● Text:
▬▬▬▬▬▬
Well, other than getting fairly familiar with the workings of the laptop HP Presario F700) I have not completely fixed this laptop. At first I was getting nothing on the screen even with the flashlight. I hooked to an external monitor and it worked fine, therefore the computer works fine. I hooked the screen to another laptop and the screen worked fine, therefore I thought it was the inverter board which connects the laptop to the screen. I changed it out 2 times with no results. The only other thing I can find that connects the 2 is the LCD cable, so I bought a new one and now the screen can be seen with a flashlight, but does not come completely on. ( A backlight problem) So I hooked the screen to another laptop again and it worked fine, so the backlight is not defective. I have checked all the connections, leads, and grounds and find nothing wrong with any of it. If I put the screen from the other laptop to this computer, I get the same thing, Icons with the flashlight, but no backlight light-up. Also, I have turned off all the sleep mode settings so it should be on all the time. Unless I burned out another inverter, I am stumped as to why this #[email protected]%^&%$#@ thing wont work properly. I would still be happy to hear any further suggestions!! Thx


----------



## joeten (Dec 4, 2008)
▬▬▬▬▬▬
● Dataset rows:

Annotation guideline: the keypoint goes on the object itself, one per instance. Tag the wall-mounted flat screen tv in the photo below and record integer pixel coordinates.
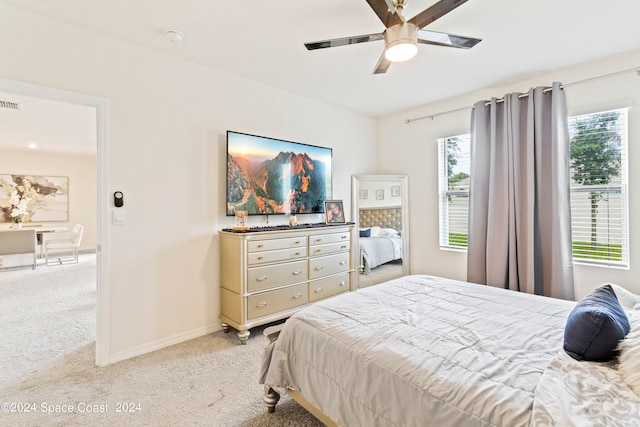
(267, 176)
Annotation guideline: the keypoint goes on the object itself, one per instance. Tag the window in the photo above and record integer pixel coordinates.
(598, 156)
(454, 154)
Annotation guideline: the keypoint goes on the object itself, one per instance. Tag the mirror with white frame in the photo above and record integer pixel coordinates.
(379, 209)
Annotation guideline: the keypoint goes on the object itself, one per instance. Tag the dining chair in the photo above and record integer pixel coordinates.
(70, 245)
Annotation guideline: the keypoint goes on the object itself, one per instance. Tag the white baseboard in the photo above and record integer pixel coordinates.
(165, 342)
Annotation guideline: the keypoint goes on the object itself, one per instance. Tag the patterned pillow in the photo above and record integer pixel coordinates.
(629, 359)
(595, 326)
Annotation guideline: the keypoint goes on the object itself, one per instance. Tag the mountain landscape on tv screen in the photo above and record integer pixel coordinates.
(288, 183)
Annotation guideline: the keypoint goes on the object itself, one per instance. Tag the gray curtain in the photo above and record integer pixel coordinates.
(519, 207)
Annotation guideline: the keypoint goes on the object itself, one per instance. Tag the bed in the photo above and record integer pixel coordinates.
(423, 350)
(380, 237)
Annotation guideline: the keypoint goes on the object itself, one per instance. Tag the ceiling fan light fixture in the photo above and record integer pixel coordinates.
(401, 42)
(402, 51)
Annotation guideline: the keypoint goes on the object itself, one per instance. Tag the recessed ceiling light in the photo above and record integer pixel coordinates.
(174, 36)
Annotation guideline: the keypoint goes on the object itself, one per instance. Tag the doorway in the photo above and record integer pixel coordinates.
(99, 106)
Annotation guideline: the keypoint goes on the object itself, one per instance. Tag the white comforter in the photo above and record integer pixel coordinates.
(380, 250)
(420, 351)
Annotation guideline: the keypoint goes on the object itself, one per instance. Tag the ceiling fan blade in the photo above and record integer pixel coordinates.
(343, 41)
(386, 11)
(382, 65)
(444, 39)
(435, 11)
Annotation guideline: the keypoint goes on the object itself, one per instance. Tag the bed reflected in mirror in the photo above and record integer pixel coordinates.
(379, 209)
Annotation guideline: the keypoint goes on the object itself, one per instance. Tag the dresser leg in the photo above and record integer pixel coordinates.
(271, 398)
(244, 336)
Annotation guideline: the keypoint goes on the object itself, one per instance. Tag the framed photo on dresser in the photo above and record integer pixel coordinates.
(334, 212)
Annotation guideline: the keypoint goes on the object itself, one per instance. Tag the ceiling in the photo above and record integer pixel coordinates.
(263, 41)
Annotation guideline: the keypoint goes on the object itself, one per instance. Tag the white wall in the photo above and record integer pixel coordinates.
(81, 171)
(412, 148)
(166, 149)
(372, 188)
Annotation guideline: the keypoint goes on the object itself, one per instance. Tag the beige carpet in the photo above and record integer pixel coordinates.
(47, 356)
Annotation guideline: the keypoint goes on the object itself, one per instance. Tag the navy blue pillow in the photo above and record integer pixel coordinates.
(595, 326)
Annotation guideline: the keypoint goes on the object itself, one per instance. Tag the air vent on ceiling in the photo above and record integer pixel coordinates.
(9, 105)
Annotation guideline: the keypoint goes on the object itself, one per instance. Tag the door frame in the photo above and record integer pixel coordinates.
(102, 162)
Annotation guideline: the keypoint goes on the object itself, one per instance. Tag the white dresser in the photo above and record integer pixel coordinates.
(269, 275)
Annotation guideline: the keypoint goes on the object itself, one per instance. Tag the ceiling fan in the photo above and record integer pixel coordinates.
(401, 35)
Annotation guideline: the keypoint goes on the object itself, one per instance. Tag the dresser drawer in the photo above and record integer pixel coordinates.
(271, 302)
(322, 239)
(323, 288)
(329, 249)
(328, 265)
(271, 276)
(254, 258)
(274, 244)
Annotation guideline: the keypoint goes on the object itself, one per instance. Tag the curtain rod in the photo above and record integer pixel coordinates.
(432, 116)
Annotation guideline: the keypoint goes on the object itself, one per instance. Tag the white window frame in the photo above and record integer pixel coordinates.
(444, 195)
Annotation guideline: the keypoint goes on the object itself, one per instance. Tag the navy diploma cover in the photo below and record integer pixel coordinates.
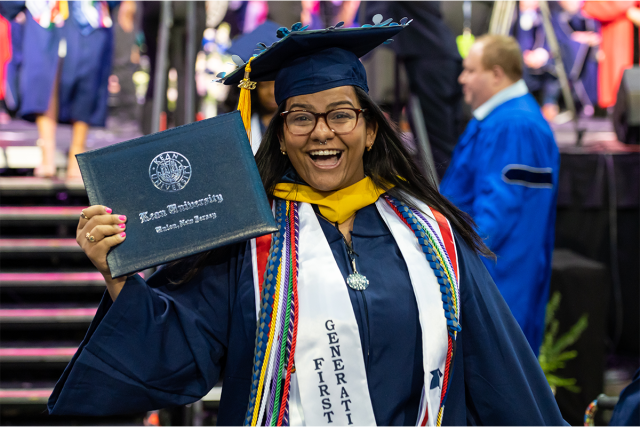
(184, 191)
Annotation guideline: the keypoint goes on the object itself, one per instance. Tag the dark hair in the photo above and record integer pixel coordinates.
(388, 162)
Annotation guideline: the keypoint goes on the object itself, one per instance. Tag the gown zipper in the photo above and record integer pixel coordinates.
(350, 253)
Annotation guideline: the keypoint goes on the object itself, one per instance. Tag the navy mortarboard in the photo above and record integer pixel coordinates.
(304, 62)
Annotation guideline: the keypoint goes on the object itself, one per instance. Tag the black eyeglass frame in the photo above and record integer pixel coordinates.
(284, 115)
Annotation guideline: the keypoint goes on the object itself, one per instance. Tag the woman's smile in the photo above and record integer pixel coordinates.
(326, 159)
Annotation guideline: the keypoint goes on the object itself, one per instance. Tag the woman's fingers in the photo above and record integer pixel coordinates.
(99, 232)
(111, 241)
(90, 212)
(86, 231)
(97, 252)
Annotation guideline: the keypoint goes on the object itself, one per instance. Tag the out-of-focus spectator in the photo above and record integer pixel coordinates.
(579, 39)
(263, 101)
(627, 410)
(430, 55)
(617, 19)
(176, 55)
(504, 173)
(64, 72)
(539, 73)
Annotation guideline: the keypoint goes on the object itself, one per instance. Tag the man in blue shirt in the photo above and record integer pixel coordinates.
(504, 173)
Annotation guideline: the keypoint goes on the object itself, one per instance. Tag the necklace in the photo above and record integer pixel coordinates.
(355, 280)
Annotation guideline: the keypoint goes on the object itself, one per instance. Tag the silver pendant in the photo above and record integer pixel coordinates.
(357, 281)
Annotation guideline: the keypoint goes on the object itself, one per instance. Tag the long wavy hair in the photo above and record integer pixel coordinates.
(388, 162)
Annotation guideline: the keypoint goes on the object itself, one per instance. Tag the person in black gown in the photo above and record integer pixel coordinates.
(348, 200)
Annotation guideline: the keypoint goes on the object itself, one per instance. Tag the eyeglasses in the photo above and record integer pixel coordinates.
(341, 121)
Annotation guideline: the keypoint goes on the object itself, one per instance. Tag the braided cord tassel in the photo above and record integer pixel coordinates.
(264, 319)
(445, 256)
(290, 241)
(279, 334)
(258, 409)
(435, 256)
(283, 417)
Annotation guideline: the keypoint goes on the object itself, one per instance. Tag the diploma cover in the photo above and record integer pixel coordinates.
(184, 190)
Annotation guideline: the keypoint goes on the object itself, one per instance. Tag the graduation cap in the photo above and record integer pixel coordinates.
(304, 62)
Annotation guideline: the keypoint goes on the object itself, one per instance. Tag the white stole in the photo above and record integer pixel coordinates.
(329, 385)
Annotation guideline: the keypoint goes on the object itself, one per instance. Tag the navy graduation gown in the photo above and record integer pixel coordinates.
(159, 344)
▬▬▬▬▬▬
● Written exercise:
Write what comes next in the forum thread about the laptop screen with no backlight, starting after its final line. The data comes from a source unrelated to the text.

● Final result:
mprovencal welcome to TSF please read the steps GZ has posted above also this eBay.co.uk Guides - LAPTOP MONITOR SCREEN VERY DIM OR DOES NOT ILLUMINATE


----------



## budman2 (Jan 5, 2011)

OK joeten, thanks.
So according to this link the motherboard sends a signal to the inverter telling it to switch the backlight on. If there is a fault on the motherboard then the inverter will not recieve the signal and therefore not switch the backlight on. Great, now can anyone tell me how to fix the fault in the motherboard, or if after all the previous things tested even points in this direction? I know the backlight is good. I know the inverter is good. I know the laptop is functioning properly as demonstrated on the external monitor. I know the LCD cable is good. Thanks so much!


----------



## budman2 (Jan 5, 2011)

By the way, can anyone tell me "Exactly" where the lid close switch is on this model?
HP Compaq Presario F767NR


----------



## joeten (Dec 4, 2008)

Try this HP F767 Manuals, Support and Troubleshooting - Compaq Presario,Presario Laptops


----------



## budman2 (Jan 5, 2011)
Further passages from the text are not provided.